▶ [WHAT YOU NEED TO DO] Repeat the rows from the very start up to and including the line with "[286, 0, 314, 115]", requests and all. Multiply each box coordinate in the answers by 1.3 and round to whole numbers, halves up, while leaving every number in the requests and their sample format as it is.

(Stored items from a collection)
————

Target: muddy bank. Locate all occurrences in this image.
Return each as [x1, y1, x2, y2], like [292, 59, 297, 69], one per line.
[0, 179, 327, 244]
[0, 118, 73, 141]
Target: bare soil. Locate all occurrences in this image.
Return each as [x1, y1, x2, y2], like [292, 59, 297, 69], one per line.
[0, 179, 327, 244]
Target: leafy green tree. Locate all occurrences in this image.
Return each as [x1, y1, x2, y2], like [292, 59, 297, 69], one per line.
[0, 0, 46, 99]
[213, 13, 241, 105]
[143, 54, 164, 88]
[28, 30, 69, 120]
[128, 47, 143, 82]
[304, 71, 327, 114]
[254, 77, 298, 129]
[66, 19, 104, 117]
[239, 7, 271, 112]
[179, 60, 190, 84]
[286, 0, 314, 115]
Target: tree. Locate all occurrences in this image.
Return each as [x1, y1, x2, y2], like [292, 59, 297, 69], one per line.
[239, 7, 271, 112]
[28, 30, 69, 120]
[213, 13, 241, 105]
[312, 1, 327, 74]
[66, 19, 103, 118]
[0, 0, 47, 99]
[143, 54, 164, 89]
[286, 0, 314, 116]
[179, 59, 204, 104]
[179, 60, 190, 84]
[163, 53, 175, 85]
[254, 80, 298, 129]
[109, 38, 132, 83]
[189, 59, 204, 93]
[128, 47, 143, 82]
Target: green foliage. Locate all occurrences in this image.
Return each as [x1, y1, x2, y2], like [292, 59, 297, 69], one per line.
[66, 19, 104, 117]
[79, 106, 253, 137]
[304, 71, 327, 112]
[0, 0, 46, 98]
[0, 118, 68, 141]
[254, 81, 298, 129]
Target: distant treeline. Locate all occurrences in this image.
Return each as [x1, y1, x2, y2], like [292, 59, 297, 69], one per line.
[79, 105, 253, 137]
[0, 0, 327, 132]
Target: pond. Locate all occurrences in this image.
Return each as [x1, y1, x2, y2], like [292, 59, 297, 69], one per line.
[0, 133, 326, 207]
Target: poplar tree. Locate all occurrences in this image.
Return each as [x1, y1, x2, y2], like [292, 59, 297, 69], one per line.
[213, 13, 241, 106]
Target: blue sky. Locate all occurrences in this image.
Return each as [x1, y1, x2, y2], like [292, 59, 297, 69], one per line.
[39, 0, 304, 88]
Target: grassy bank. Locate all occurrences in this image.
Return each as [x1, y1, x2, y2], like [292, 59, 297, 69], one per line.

————

▶ [PROBLEM SOLUTION]
Target: muddy bank. Locate all occurrences in this image.
Return each as [x1, y1, x2, y2], like [292, 59, 297, 69], one per line.
[0, 233, 425, 317]
[0, 153, 95, 183]
Target: bare soil. Locate all occurrences in this image.
Return each as [x1, y1, x2, y2], like [292, 59, 297, 69], one per line.
[0, 233, 425, 317]
Target: leafy green tree. Locate all occurrences in this image.
Return each as [x1, y1, x2, y2], like [292, 59, 297, 69], one per line.
[0, 0, 60, 129]
[277, 17, 313, 137]
[186, 70, 213, 114]
[36, 39, 90, 156]
[166, 61, 186, 107]
[395, 92, 425, 148]
[330, 100, 387, 168]
[86, 25, 135, 152]
[311, 9, 352, 146]
[233, 78, 247, 109]
[372, 0, 408, 150]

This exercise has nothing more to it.